## [Written instruction]
Everything from the line containing "Shelf audit: locate every instance of the blue window" down to the last line of the entries below must be transcribed exactly, and nothing else.
Start of Dataset extract
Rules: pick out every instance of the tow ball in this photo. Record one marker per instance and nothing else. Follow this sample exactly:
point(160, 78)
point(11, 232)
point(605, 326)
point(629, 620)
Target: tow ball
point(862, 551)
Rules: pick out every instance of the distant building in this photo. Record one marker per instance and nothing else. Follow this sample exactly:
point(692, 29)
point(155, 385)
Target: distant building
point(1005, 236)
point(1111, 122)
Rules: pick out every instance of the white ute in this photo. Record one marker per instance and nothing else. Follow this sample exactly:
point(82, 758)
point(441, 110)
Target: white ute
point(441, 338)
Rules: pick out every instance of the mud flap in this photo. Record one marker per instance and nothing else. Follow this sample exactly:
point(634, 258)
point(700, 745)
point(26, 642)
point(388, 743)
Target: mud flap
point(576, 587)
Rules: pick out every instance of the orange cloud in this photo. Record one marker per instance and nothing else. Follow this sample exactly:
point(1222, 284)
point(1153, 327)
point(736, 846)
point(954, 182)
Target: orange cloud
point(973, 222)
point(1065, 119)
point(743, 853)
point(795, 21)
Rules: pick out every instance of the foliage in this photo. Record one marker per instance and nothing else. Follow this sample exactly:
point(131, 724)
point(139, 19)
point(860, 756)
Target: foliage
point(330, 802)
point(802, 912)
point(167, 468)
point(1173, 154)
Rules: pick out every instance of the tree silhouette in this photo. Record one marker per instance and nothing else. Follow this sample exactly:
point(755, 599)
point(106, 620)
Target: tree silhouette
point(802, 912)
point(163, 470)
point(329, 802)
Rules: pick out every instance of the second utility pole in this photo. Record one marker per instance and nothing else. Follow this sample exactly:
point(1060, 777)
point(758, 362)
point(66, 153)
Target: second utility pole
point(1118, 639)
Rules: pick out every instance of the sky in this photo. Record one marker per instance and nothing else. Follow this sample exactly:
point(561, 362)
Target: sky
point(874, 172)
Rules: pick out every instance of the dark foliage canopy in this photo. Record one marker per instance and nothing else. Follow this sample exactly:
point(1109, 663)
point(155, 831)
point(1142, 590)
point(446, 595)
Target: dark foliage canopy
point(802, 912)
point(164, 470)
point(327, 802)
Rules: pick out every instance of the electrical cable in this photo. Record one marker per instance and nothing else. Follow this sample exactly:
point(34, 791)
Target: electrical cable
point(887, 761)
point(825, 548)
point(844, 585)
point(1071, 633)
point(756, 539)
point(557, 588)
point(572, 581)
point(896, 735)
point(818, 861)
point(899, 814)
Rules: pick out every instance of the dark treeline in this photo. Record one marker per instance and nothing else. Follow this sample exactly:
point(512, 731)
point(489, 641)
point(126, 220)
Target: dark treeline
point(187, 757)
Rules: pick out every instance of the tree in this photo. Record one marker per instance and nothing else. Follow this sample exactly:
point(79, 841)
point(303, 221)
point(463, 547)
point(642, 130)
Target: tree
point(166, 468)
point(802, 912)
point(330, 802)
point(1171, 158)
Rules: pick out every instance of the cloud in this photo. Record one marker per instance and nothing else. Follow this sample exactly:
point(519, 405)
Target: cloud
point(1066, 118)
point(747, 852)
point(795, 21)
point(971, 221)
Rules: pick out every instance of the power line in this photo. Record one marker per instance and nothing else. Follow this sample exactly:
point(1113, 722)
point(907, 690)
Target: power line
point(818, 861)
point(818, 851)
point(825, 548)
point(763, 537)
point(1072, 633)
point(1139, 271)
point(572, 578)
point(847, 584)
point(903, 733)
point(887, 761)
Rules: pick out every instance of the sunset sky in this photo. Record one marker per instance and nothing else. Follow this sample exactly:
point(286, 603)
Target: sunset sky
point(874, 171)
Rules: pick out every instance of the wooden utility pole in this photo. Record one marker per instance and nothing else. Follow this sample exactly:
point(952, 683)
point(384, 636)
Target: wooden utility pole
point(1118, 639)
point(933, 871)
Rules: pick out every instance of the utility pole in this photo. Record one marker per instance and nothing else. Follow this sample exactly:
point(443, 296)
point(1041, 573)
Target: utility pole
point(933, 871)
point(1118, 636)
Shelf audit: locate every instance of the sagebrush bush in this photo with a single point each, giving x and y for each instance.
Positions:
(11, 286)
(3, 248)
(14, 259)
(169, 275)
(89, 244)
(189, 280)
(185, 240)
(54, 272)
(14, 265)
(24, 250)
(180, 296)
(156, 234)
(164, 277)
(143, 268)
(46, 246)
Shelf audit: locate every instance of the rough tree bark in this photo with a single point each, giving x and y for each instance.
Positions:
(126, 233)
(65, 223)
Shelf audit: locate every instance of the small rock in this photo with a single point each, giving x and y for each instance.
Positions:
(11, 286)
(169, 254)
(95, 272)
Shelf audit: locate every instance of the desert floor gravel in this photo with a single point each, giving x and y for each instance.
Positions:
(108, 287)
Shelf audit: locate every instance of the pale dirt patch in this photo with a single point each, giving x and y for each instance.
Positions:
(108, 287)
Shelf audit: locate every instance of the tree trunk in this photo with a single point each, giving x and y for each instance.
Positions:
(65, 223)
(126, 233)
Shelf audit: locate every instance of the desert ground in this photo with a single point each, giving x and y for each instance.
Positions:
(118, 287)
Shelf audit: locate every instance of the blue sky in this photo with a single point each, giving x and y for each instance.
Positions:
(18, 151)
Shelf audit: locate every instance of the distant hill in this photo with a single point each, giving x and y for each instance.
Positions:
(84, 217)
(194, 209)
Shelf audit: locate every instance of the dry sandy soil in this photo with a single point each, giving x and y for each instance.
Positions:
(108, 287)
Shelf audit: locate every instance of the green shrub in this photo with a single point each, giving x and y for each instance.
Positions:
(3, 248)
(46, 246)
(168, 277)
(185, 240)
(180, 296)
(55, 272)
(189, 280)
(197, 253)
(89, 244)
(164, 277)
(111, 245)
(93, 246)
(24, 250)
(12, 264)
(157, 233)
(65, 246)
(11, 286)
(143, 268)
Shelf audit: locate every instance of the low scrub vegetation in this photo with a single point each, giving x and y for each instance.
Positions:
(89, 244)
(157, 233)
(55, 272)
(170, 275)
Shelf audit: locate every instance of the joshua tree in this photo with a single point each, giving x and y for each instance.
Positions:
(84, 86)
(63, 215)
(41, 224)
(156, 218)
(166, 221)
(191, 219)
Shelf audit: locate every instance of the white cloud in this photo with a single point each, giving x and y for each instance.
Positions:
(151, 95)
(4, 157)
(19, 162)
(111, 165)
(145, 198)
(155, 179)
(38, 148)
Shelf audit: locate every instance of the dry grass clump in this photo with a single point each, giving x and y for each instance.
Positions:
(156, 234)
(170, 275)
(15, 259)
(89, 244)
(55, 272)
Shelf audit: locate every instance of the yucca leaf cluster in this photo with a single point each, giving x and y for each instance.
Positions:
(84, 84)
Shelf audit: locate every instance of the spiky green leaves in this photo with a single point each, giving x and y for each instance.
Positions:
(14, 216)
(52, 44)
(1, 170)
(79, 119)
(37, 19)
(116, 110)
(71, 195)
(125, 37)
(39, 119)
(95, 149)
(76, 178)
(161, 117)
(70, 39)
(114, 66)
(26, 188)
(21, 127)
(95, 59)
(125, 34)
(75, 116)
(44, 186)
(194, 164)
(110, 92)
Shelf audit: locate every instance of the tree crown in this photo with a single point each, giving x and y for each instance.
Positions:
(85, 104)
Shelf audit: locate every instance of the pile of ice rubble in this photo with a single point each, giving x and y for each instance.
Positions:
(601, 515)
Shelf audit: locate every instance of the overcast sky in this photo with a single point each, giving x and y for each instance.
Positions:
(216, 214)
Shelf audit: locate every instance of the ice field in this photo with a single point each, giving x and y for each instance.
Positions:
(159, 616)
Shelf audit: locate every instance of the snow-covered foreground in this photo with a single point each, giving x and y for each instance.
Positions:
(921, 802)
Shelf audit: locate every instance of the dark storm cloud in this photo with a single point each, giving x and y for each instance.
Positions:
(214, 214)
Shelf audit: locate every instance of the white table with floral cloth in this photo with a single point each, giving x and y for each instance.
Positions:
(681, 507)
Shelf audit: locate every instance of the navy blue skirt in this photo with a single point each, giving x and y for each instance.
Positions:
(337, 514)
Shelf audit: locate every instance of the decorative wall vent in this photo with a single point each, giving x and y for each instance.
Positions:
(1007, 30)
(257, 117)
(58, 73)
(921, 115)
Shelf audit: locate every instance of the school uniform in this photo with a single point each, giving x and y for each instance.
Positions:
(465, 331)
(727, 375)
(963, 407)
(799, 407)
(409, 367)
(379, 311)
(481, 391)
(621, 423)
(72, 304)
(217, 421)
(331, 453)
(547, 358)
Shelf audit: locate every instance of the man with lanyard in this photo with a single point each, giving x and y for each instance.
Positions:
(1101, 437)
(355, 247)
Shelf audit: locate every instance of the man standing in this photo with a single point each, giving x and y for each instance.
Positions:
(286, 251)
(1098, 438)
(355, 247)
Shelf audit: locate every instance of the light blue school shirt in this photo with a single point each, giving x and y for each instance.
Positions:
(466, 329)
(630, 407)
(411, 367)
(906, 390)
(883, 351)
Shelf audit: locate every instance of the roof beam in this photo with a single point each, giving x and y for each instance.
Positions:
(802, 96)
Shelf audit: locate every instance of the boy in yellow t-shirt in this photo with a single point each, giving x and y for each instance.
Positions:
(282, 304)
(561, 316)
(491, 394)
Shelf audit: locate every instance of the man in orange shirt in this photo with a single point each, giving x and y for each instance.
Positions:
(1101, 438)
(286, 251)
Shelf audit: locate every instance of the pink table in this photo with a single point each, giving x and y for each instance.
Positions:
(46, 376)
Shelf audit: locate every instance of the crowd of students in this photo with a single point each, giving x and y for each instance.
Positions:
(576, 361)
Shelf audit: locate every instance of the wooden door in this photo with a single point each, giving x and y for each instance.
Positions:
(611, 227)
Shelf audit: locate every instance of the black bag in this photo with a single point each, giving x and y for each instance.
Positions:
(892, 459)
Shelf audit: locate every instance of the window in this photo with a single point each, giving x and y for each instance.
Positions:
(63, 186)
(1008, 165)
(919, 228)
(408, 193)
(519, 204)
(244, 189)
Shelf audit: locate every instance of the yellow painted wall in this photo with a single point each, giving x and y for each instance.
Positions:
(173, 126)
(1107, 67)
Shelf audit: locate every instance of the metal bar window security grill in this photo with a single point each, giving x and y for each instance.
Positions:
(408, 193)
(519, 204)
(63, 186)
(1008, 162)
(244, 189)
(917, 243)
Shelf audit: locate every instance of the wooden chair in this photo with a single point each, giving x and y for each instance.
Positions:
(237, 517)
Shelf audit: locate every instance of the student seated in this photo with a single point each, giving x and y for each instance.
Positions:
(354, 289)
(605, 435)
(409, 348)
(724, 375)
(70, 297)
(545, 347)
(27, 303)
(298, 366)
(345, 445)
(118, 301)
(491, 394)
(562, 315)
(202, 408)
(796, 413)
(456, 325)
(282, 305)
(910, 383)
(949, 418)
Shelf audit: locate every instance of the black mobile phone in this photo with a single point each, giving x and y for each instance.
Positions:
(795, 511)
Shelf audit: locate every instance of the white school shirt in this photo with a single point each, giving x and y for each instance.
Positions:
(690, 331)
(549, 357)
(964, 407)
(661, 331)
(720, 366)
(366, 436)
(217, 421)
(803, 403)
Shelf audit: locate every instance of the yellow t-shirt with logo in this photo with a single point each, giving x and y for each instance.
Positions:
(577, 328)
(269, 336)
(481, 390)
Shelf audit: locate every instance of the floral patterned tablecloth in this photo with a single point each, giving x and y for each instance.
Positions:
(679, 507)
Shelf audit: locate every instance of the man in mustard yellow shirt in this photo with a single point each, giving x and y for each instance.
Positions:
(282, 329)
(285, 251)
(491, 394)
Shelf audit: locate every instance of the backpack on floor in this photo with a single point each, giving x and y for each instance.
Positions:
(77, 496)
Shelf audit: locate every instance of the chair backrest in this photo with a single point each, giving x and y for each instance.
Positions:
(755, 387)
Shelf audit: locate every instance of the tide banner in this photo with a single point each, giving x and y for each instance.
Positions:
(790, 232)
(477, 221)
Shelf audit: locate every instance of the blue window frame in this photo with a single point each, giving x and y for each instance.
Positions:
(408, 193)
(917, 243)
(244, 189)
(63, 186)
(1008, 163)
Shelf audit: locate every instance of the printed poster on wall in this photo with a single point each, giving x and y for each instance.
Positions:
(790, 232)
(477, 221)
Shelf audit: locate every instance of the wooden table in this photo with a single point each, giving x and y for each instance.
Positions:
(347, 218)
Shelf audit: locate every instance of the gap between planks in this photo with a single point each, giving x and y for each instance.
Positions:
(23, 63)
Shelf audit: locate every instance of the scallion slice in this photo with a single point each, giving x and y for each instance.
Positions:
End of Dataset extract
## [Written response]
Shelf audit: locate every instance of the blue window frame in this photo with a single point each, giving x and y for each instance.
Positions:
(408, 193)
(917, 243)
(244, 189)
(63, 186)
(1008, 163)
Shelf audit: locate every instance of the printed poster on wall in this photo with a single point each, giving x and y for each instance.
Positions:
(790, 232)
(477, 221)
Shelf audit: locate every instance of the wooden table in this photo with a single point each, giving x and y for each instance.
Positions:
(347, 218)
Shelf audit: locate every instance of the gap between planks in this photo with a single point each, giving x and y for each instance.
Positions:
(23, 63)
Shelf audit: locate every instance of the scallion slice in this photo with a single point each, giving x and y for each instance.
Positions:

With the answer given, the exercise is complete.